> Requirement
Scan the listing below for the string "window" and copy each line where it turns up.

> Material for this exercise
___

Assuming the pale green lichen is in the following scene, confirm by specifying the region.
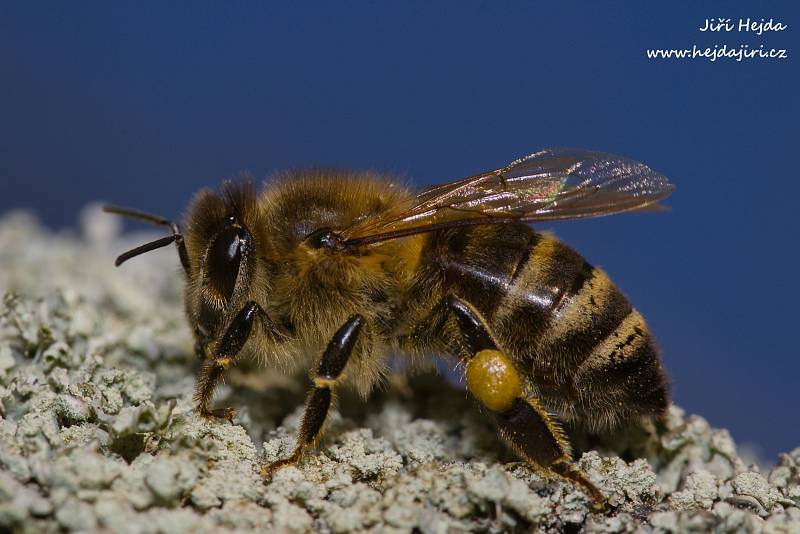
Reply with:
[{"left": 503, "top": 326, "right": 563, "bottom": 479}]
[{"left": 0, "top": 207, "right": 799, "bottom": 533}]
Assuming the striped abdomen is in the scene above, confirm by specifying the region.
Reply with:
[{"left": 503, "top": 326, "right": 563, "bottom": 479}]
[{"left": 407, "top": 223, "right": 668, "bottom": 430}]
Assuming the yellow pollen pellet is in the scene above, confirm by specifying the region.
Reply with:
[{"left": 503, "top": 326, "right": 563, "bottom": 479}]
[{"left": 466, "top": 349, "right": 521, "bottom": 413}]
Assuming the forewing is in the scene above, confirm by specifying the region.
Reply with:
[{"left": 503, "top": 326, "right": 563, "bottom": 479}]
[{"left": 342, "top": 148, "right": 675, "bottom": 246}]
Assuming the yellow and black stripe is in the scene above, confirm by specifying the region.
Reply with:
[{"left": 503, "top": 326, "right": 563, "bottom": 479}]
[{"left": 408, "top": 223, "right": 668, "bottom": 428}]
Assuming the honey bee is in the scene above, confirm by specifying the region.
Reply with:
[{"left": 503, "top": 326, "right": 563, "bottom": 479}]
[{"left": 105, "top": 148, "right": 674, "bottom": 508}]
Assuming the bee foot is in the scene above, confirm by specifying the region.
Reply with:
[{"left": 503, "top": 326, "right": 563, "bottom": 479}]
[
  {"left": 587, "top": 491, "right": 608, "bottom": 513},
  {"left": 199, "top": 407, "right": 237, "bottom": 423},
  {"left": 261, "top": 455, "right": 300, "bottom": 479}
]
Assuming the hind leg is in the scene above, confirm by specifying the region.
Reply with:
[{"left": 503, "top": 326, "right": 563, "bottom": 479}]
[{"left": 446, "top": 295, "right": 605, "bottom": 509}]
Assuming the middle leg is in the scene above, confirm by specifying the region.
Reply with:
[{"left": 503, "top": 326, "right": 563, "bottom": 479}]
[
  {"left": 446, "top": 295, "right": 605, "bottom": 509},
  {"left": 262, "top": 314, "right": 365, "bottom": 476}
]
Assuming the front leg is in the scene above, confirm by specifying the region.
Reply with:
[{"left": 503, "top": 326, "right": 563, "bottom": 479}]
[
  {"left": 446, "top": 295, "right": 605, "bottom": 510},
  {"left": 262, "top": 314, "right": 364, "bottom": 476},
  {"left": 194, "top": 301, "right": 265, "bottom": 421}
]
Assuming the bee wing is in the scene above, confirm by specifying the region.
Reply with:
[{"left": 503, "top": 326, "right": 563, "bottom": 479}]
[{"left": 342, "top": 148, "right": 675, "bottom": 247}]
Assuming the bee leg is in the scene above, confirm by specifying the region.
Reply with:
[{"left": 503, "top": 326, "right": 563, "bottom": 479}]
[
  {"left": 446, "top": 295, "right": 605, "bottom": 510},
  {"left": 262, "top": 314, "right": 364, "bottom": 477},
  {"left": 194, "top": 301, "right": 265, "bottom": 421}
]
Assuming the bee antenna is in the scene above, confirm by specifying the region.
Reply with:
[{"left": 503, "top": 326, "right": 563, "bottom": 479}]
[
  {"left": 103, "top": 205, "right": 191, "bottom": 273},
  {"left": 113, "top": 235, "right": 178, "bottom": 266},
  {"left": 103, "top": 205, "right": 180, "bottom": 233}
]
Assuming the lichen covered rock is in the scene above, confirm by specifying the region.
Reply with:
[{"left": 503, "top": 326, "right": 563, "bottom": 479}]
[{"left": 0, "top": 207, "right": 798, "bottom": 533}]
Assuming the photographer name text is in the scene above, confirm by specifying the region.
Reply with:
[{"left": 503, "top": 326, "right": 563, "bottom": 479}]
[{"left": 699, "top": 18, "right": 787, "bottom": 35}]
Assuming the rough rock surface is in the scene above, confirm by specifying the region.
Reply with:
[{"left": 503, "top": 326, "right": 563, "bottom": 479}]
[{"left": 0, "top": 207, "right": 798, "bottom": 533}]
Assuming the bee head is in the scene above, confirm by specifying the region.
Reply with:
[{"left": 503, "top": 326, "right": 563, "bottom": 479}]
[
  {"left": 105, "top": 179, "right": 266, "bottom": 359},
  {"left": 182, "top": 180, "right": 266, "bottom": 353}
]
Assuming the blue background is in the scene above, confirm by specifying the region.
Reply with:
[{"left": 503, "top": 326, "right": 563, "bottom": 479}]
[{"left": 1, "top": 2, "right": 797, "bottom": 461}]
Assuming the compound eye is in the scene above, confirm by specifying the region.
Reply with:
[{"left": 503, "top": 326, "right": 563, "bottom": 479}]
[{"left": 207, "top": 225, "right": 248, "bottom": 301}]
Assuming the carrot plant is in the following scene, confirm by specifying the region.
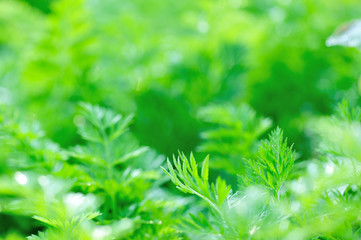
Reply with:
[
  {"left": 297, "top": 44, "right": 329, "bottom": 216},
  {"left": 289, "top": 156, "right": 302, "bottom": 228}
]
[
  {"left": 3, "top": 100, "right": 361, "bottom": 239},
  {"left": 1, "top": 1, "right": 361, "bottom": 239},
  {"left": 163, "top": 103, "right": 361, "bottom": 239}
]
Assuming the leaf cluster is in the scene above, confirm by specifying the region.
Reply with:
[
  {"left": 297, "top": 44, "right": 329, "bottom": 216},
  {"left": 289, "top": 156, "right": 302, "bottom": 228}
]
[
  {"left": 243, "top": 127, "right": 295, "bottom": 198},
  {"left": 197, "top": 104, "right": 272, "bottom": 174}
]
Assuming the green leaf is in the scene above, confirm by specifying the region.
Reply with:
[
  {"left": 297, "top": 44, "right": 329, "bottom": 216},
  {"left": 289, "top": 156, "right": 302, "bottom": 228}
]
[
  {"left": 201, "top": 155, "right": 209, "bottom": 183},
  {"left": 243, "top": 127, "right": 295, "bottom": 197},
  {"left": 112, "top": 146, "right": 149, "bottom": 166}
]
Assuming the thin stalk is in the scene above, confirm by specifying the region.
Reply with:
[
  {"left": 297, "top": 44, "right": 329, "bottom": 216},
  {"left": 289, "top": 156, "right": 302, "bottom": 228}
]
[{"left": 100, "top": 127, "right": 118, "bottom": 219}]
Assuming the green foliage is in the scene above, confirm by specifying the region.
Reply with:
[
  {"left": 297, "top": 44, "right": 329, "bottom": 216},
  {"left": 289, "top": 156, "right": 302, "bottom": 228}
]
[
  {"left": 3, "top": 0, "right": 361, "bottom": 155},
  {"left": 197, "top": 104, "right": 272, "bottom": 174},
  {"left": 69, "top": 103, "right": 151, "bottom": 221},
  {"left": 162, "top": 152, "right": 275, "bottom": 239},
  {"left": 243, "top": 128, "right": 295, "bottom": 197},
  {"left": 0, "top": 173, "right": 100, "bottom": 240},
  {"left": 163, "top": 153, "right": 231, "bottom": 214},
  {"left": 2, "top": 0, "right": 361, "bottom": 239},
  {"left": 0, "top": 104, "right": 182, "bottom": 239},
  {"left": 163, "top": 153, "right": 239, "bottom": 238},
  {"left": 0, "top": 104, "right": 67, "bottom": 173},
  {"left": 162, "top": 119, "right": 361, "bottom": 239},
  {"left": 68, "top": 104, "right": 183, "bottom": 238},
  {"left": 334, "top": 100, "right": 361, "bottom": 122}
]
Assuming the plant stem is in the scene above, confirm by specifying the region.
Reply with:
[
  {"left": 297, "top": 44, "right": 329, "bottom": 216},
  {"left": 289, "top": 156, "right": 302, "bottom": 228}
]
[{"left": 100, "top": 127, "right": 118, "bottom": 219}]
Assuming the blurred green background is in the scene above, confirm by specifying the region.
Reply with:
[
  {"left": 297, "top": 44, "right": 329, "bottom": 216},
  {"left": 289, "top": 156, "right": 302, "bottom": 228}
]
[
  {"left": 2, "top": 0, "right": 361, "bottom": 239},
  {"left": 1, "top": 0, "right": 361, "bottom": 158}
]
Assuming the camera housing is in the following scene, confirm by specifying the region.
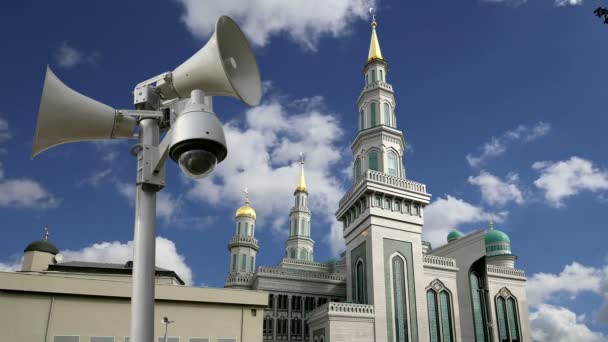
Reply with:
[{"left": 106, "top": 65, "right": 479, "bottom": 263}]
[{"left": 168, "top": 99, "right": 227, "bottom": 179}]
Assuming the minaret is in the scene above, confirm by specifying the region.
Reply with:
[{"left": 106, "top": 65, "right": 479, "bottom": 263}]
[
  {"left": 225, "top": 189, "right": 259, "bottom": 289},
  {"left": 284, "top": 154, "right": 314, "bottom": 261},
  {"left": 22, "top": 226, "right": 60, "bottom": 272},
  {"left": 336, "top": 12, "right": 432, "bottom": 341}
]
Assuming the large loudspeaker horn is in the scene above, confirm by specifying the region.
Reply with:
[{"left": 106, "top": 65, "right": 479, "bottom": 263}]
[
  {"left": 32, "top": 68, "right": 136, "bottom": 158},
  {"left": 170, "top": 16, "right": 262, "bottom": 106}
]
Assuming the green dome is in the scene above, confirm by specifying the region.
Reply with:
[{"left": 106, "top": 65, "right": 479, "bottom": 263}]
[
  {"left": 447, "top": 230, "right": 464, "bottom": 243},
  {"left": 24, "top": 240, "right": 59, "bottom": 255},
  {"left": 485, "top": 229, "right": 510, "bottom": 244}
]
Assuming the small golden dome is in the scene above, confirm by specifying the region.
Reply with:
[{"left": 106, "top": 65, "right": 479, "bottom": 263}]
[{"left": 235, "top": 188, "right": 256, "bottom": 219}]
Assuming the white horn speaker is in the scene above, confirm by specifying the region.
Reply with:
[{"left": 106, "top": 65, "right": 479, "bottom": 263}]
[
  {"left": 169, "top": 16, "right": 262, "bottom": 106},
  {"left": 32, "top": 67, "right": 136, "bottom": 158}
]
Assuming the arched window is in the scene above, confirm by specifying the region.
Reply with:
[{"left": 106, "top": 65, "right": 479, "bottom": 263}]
[
  {"left": 290, "top": 249, "right": 296, "bottom": 259},
  {"left": 291, "top": 219, "right": 296, "bottom": 236},
  {"left": 365, "top": 74, "right": 369, "bottom": 85},
  {"left": 300, "top": 249, "right": 307, "bottom": 260},
  {"left": 470, "top": 271, "right": 488, "bottom": 342},
  {"left": 241, "top": 254, "right": 247, "bottom": 271},
  {"left": 380, "top": 69, "right": 384, "bottom": 81},
  {"left": 360, "top": 109, "right": 365, "bottom": 130},
  {"left": 368, "top": 151, "right": 379, "bottom": 171},
  {"left": 374, "top": 195, "right": 381, "bottom": 207},
  {"left": 356, "top": 259, "right": 367, "bottom": 304},
  {"left": 384, "top": 103, "right": 391, "bottom": 126},
  {"left": 237, "top": 222, "right": 241, "bottom": 235},
  {"left": 440, "top": 291, "right": 454, "bottom": 342},
  {"left": 427, "top": 290, "right": 440, "bottom": 342},
  {"left": 370, "top": 102, "right": 377, "bottom": 127},
  {"left": 251, "top": 224, "right": 255, "bottom": 236},
  {"left": 301, "top": 218, "right": 305, "bottom": 235},
  {"left": 250, "top": 256, "right": 255, "bottom": 272},
  {"left": 372, "top": 69, "right": 376, "bottom": 82},
  {"left": 355, "top": 158, "right": 362, "bottom": 179},
  {"left": 426, "top": 280, "right": 455, "bottom": 342},
  {"left": 232, "top": 254, "right": 236, "bottom": 272},
  {"left": 263, "top": 315, "right": 274, "bottom": 338},
  {"left": 392, "top": 255, "right": 409, "bottom": 342},
  {"left": 495, "top": 288, "right": 521, "bottom": 342},
  {"left": 388, "top": 152, "right": 398, "bottom": 177}
]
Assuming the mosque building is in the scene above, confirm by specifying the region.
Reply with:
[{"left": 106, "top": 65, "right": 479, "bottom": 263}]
[
  {"left": 223, "top": 15, "right": 531, "bottom": 342},
  {"left": 0, "top": 14, "right": 530, "bottom": 342}
]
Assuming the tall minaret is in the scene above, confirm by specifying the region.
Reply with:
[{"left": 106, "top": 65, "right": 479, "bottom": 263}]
[
  {"left": 225, "top": 189, "right": 259, "bottom": 289},
  {"left": 284, "top": 154, "right": 314, "bottom": 261},
  {"left": 336, "top": 12, "right": 432, "bottom": 341}
]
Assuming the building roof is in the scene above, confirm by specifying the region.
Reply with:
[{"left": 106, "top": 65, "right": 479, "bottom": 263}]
[
  {"left": 235, "top": 189, "right": 256, "bottom": 220},
  {"left": 447, "top": 230, "right": 464, "bottom": 243},
  {"left": 47, "top": 261, "right": 185, "bottom": 285},
  {"left": 485, "top": 229, "right": 511, "bottom": 245},
  {"left": 24, "top": 240, "right": 59, "bottom": 255}
]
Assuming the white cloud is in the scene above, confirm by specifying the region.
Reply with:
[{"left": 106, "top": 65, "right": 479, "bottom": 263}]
[
  {"left": 466, "top": 122, "right": 550, "bottom": 167},
  {"left": 422, "top": 195, "right": 505, "bottom": 248},
  {"left": 60, "top": 237, "right": 193, "bottom": 285},
  {"left": 187, "top": 96, "right": 347, "bottom": 255},
  {"left": 527, "top": 262, "right": 602, "bottom": 307},
  {"left": 468, "top": 171, "right": 524, "bottom": 206},
  {"left": 80, "top": 168, "right": 112, "bottom": 187},
  {"left": 481, "top": 0, "right": 581, "bottom": 6},
  {"left": 55, "top": 41, "right": 99, "bottom": 68},
  {"left": 530, "top": 304, "right": 606, "bottom": 342},
  {"left": 115, "top": 182, "right": 180, "bottom": 222},
  {"left": 0, "top": 257, "right": 23, "bottom": 272},
  {"left": 176, "top": 0, "right": 374, "bottom": 50},
  {"left": 0, "top": 116, "right": 10, "bottom": 143},
  {"left": 555, "top": 0, "right": 583, "bottom": 6},
  {"left": 0, "top": 179, "right": 59, "bottom": 209},
  {"left": 532, "top": 156, "right": 608, "bottom": 207}
]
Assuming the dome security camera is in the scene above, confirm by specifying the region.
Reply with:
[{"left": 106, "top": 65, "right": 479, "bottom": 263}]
[
  {"left": 168, "top": 91, "right": 227, "bottom": 179},
  {"left": 162, "top": 317, "right": 170, "bottom": 323}
]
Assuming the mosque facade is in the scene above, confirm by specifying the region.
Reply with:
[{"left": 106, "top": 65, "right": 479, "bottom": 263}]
[{"left": 224, "top": 16, "right": 531, "bottom": 342}]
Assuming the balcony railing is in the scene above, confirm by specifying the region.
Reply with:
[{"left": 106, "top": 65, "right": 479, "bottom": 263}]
[
  {"left": 228, "top": 235, "right": 259, "bottom": 249},
  {"left": 308, "top": 302, "right": 375, "bottom": 319},
  {"left": 225, "top": 272, "right": 254, "bottom": 285},
  {"left": 339, "top": 170, "right": 427, "bottom": 207},
  {"left": 423, "top": 255, "right": 457, "bottom": 268},
  {"left": 487, "top": 264, "right": 526, "bottom": 278},
  {"left": 257, "top": 266, "right": 346, "bottom": 281}
]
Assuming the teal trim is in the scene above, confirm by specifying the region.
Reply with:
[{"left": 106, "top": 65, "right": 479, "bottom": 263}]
[
  {"left": 384, "top": 239, "right": 418, "bottom": 342},
  {"left": 251, "top": 256, "right": 255, "bottom": 272},
  {"left": 369, "top": 151, "right": 379, "bottom": 171},
  {"left": 507, "top": 298, "right": 520, "bottom": 341},
  {"left": 496, "top": 297, "right": 508, "bottom": 342},
  {"left": 300, "top": 218, "right": 305, "bottom": 235},
  {"left": 470, "top": 272, "right": 486, "bottom": 342},
  {"left": 371, "top": 103, "right": 377, "bottom": 126},
  {"left": 440, "top": 291, "right": 453, "bottom": 342},
  {"left": 350, "top": 241, "right": 367, "bottom": 304},
  {"left": 384, "top": 103, "right": 390, "bottom": 126},
  {"left": 427, "top": 290, "right": 439, "bottom": 342},
  {"left": 393, "top": 257, "right": 408, "bottom": 342},
  {"left": 241, "top": 254, "right": 246, "bottom": 271}
]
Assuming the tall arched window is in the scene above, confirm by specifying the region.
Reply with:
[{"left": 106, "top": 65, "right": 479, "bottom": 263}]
[
  {"left": 232, "top": 254, "right": 236, "bottom": 272},
  {"left": 370, "top": 102, "right": 378, "bottom": 126},
  {"left": 360, "top": 109, "right": 365, "bottom": 130},
  {"left": 440, "top": 291, "right": 454, "bottom": 342},
  {"left": 366, "top": 74, "right": 369, "bottom": 85},
  {"left": 380, "top": 69, "right": 384, "bottom": 81},
  {"left": 237, "top": 222, "right": 241, "bottom": 235},
  {"left": 250, "top": 256, "right": 255, "bottom": 272},
  {"left": 427, "top": 290, "right": 440, "bottom": 342},
  {"left": 300, "top": 218, "right": 305, "bottom": 235},
  {"left": 392, "top": 255, "right": 409, "bottom": 342},
  {"left": 495, "top": 288, "right": 521, "bottom": 342},
  {"left": 355, "top": 158, "right": 362, "bottom": 179},
  {"left": 470, "top": 271, "right": 488, "bottom": 342},
  {"left": 388, "top": 152, "right": 398, "bottom": 177},
  {"left": 426, "top": 280, "right": 455, "bottom": 342},
  {"left": 241, "top": 254, "right": 247, "bottom": 271},
  {"left": 290, "top": 249, "right": 296, "bottom": 259},
  {"left": 372, "top": 69, "right": 376, "bottom": 82},
  {"left": 368, "top": 151, "right": 379, "bottom": 171},
  {"left": 356, "top": 259, "right": 366, "bottom": 304},
  {"left": 292, "top": 219, "right": 297, "bottom": 236},
  {"left": 384, "top": 103, "right": 391, "bottom": 126}
]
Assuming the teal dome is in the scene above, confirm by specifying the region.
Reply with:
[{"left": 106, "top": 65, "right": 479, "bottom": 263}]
[
  {"left": 485, "top": 229, "right": 511, "bottom": 256},
  {"left": 24, "top": 240, "right": 59, "bottom": 255},
  {"left": 447, "top": 230, "right": 464, "bottom": 243}
]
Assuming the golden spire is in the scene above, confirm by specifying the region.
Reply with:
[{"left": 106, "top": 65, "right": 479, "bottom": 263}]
[
  {"left": 235, "top": 188, "right": 256, "bottom": 219},
  {"left": 295, "top": 153, "right": 307, "bottom": 193},
  {"left": 367, "top": 9, "right": 384, "bottom": 62},
  {"left": 44, "top": 226, "right": 49, "bottom": 240}
]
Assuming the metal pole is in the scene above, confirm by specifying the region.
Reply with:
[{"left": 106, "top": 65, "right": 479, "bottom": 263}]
[
  {"left": 130, "top": 118, "right": 160, "bottom": 342},
  {"left": 163, "top": 321, "right": 168, "bottom": 342}
]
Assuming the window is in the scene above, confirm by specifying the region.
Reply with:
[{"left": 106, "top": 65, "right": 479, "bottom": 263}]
[
  {"left": 470, "top": 271, "right": 488, "bottom": 342},
  {"left": 355, "top": 158, "right": 362, "bottom": 179},
  {"left": 374, "top": 195, "right": 381, "bottom": 207},
  {"left": 292, "top": 296, "right": 302, "bottom": 311},
  {"left": 241, "top": 254, "right": 247, "bottom": 271},
  {"left": 370, "top": 103, "right": 377, "bottom": 126},
  {"left": 360, "top": 109, "right": 365, "bottom": 130},
  {"left": 395, "top": 201, "right": 401, "bottom": 212},
  {"left": 426, "top": 281, "right": 454, "bottom": 342},
  {"left": 251, "top": 256, "right": 255, "bottom": 272},
  {"left": 412, "top": 204, "right": 419, "bottom": 216},
  {"left": 368, "top": 151, "right": 379, "bottom": 171},
  {"left": 264, "top": 315, "right": 274, "bottom": 339},
  {"left": 300, "top": 218, "right": 305, "bottom": 235},
  {"left": 54, "top": 338, "right": 79, "bottom": 342},
  {"left": 380, "top": 69, "right": 384, "bottom": 81},
  {"left": 495, "top": 289, "right": 521, "bottom": 342},
  {"left": 278, "top": 294, "right": 289, "bottom": 310},
  {"left": 388, "top": 152, "right": 398, "bottom": 177},
  {"left": 291, "top": 219, "right": 296, "bottom": 236},
  {"left": 439, "top": 291, "right": 454, "bottom": 342},
  {"left": 268, "top": 294, "right": 274, "bottom": 308},
  {"left": 232, "top": 254, "right": 236, "bottom": 272},
  {"left": 291, "top": 317, "right": 302, "bottom": 337},
  {"left": 277, "top": 317, "right": 288, "bottom": 338},
  {"left": 384, "top": 103, "right": 390, "bottom": 126},
  {"left": 385, "top": 199, "right": 391, "bottom": 209},
  {"left": 366, "top": 74, "right": 369, "bottom": 85},
  {"left": 356, "top": 259, "right": 366, "bottom": 304},
  {"left": 392, "top": 256, "right": 409, "bottom": 342},
  {"left": 427, "top": 291, "right": 440, "bottom": 342},
  {"left": 290, "top": 249, "right": 296, "bottom": 259},
  {"left": 300, "top": 249, "right": 307, "bottom": 260},
  {"left": 372, "top": 69, "right": 376, "bottom": 82}
]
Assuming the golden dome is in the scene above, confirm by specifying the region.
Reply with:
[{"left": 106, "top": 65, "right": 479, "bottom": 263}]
[{"left": 235, "top": 189, "right": 256, "bottom": 219}]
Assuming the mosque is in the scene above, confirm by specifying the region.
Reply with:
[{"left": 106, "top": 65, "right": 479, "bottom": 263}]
[
  {"left": 223, "top": 15, "right": 531, "bottom": 342},
  {"left": 0, "top": 15, "right": 531, "bottom": 342}
]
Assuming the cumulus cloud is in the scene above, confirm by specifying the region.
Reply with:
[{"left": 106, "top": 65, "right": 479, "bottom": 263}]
[
  {"left": 481, "top": 0, "right": 581, "bottom": 7},
  {"left": 0, "top": 179, "right": 59, "bottom": 209},
  {"left": 530, "top": 304, "right": 606, "bottom": 342},
  {"left": 187, "top": 96, "right": 347, "bottom": 255},
  {"left": 55, "top": 41, "right": 99, "bottom": 68},
  {"left": 532, "top": 156, "right": 608, "bottom": 207},
  {"left": 0, "top": 116, "right": 10, "bottom": 143},
  {"left": 80, "top": 168, "right": 112, "bottom": 187},
  {"left": 60, "top": 237, "right": 193, "bottom": 285},
  {"left": 0, "top": 257, "right": 23, "bottom": 272},
  {"left": 115, "top": 181, "right": 180, "bottom": 223},
  {"left": 468, "top": 171, "right": 524, "bottom": 206},
  {"left": 422, "top": 195, "right": 505, "bottom": 248},
  {"left": 175, "top": 0, "right": 374, "bottom": 50},
  {"left": 466, "top": 122, "right": 550, "bottom": 167},
  {"left": 527, "top": 262, "right": 602, "bottom": 307}
]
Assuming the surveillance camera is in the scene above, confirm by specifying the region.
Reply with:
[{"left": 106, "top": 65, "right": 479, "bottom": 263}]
[
  {"left": 168, "top": 93, "right": 227, "bottom": 179},
  {"left": 163, "top": 317, "right": 169, "bottom": 323}
]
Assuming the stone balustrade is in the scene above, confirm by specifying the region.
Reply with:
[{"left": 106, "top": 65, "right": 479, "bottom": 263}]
[
  {"left": 487, "top": 264, "right": 526, "bottom": 278},
  {"left": 308, "top": 302, "right": 375, "bottom": 319},
  {"left": 339, "top": 170, "right": 427, "bottom": 207},
  {"left": 224, "top": 272, "right": 254, "bottom": 285},
  {"left": 423, "top": 254, "right": 457, "bottom": 268},
  {"left": 228, "top": 235, "right": 259, "bottom": 249},
  {"left": 257, "top": 266, "right": 346, "bottom": 281},
  {"left": 281, "top": 258, "right": 331, "bottom": 268}
]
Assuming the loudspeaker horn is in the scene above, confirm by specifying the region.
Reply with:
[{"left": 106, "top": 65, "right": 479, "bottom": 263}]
[
  {"left": 169, "top": 16, "right": 262, "bottom": 106},
  {"left": 32, "top": 67, "right": 136, "bottom": 158}
]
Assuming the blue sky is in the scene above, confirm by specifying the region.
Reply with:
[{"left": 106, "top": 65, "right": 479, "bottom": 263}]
[{"left": 1, "top": 0, "right": 607, "bottom": 340}]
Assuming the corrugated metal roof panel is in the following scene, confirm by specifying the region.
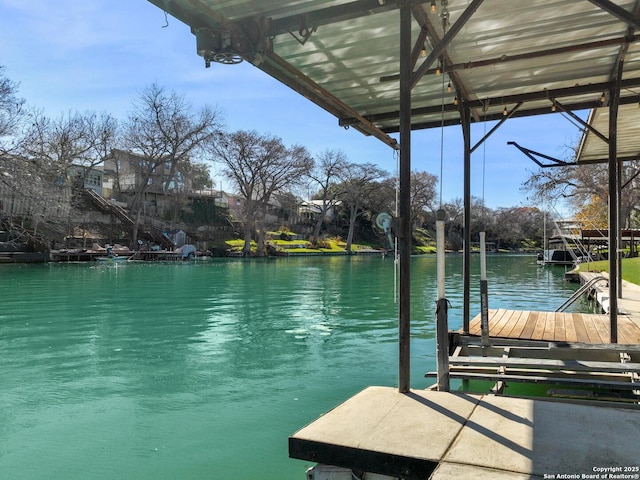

___

> Task output
Assuming the arched window is in the scene above, confirm by specifying the region.
Assuming the tall arched window is in the scene above, confirm by specifying the region.
Assuming the window is in the scene above, confirm by specifying the region.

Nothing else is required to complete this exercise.